I'm not sure which part of what I've said seemed like a suggestion to
degrade the debugging experience to minimize debug info size (the
proposition that we should use a typedef or other alias on top of the
canonical type? It wouldn't cause "ptype TypeTraits<int4>" to complain -
indeed for GDB ptyping a typedef gives /exactly/ the same output as if you
ptype the underlying type - it doesn't even mention that there's a typedef
involved:

typedef fooA foo<int>;

> --paulr
>
> >
> >
> >> That said, I'm not opposed to proposing something to DWARF to define
> some more
> >> 'proper' way to describe this.
> >
> >Yah.  I've been thinking about the DW_AT_specification idea too, which
> would be
> >something like this:
> >    DW_TAG_class_type
> >      DW_AT_name "S<A>"
> >      DW_AT_specification -> S<int>
> >
> >      DW_TAG_template_type_parameter
> >        DW_AT_name "T"
> >        DW_AT_type -> A
> >
> >The problem with this is you don't know where T is used in the template,
> so
> >you *still* don't know when to use A as the type of "field". Also it's
> kind
> >of an abuse of DW_AT_specification.  If we can't get A as the type of
> "field"
> >then the typedef is more straightforward and understandable.
> >
> >It's still a lot of DWARF to emit for every way the user has named the
> template
> >& I'm not sure how much value it provides - are there use cases you have
> in mind
> >that would benefit from the increased fidelity of knowing which template
> argument
> >corresponds to the way the user wrote the type.
> >
> > (& what would we emit if the user named the type in some other more
> exotic way:
> >int func(); template<typename T> struct S { }; ... S<decltype(func())> s;
> )
> >
> >
> >Maybe I'll pop a note to the DWARF committee for a broader set of
> opinions.
> >
> >>
> >> One other open question is then, when, if ever, to reference the
> DW_TAG_typedef
> >> rather than the underlying type? Do we just reference it whenever the
> user
> >> writes using that name?

_ _ _ _

#### [PROBLEMS TO SOLVE]
A. Answer these about the DWARF discussion:
(i) What output does GDB give when you ptype a typedef?
(ii) Which attribute does the sketched class_type idea rely on?
(iii) To whom does the writer consider sending a note for a broader set of opinions?
B. Which distinct identifiers beginning with "DW_" appear in the DWARF discussion? List them all.

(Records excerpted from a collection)
_ _ _ _

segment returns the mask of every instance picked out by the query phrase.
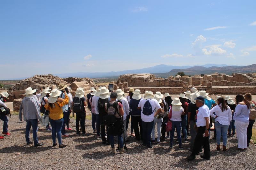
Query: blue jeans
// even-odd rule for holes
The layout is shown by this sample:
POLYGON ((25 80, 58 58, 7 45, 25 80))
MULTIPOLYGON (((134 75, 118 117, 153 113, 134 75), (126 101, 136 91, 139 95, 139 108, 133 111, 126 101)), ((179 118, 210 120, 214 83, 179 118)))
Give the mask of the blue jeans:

_ _ _ _

#### [FINAL ANSWERS]
A.
(i) Exactly the same output as ptyping the underlying type, with no mention of the typedef.
(ii) DW_AT_specification.
(iii) The DWARF committee.

B.
DW_AT_specification
DW_TAG_class_type
DW_AT_name
DW_TAG_template_type_parameter
DW_AT_type
DW_TAG_typedef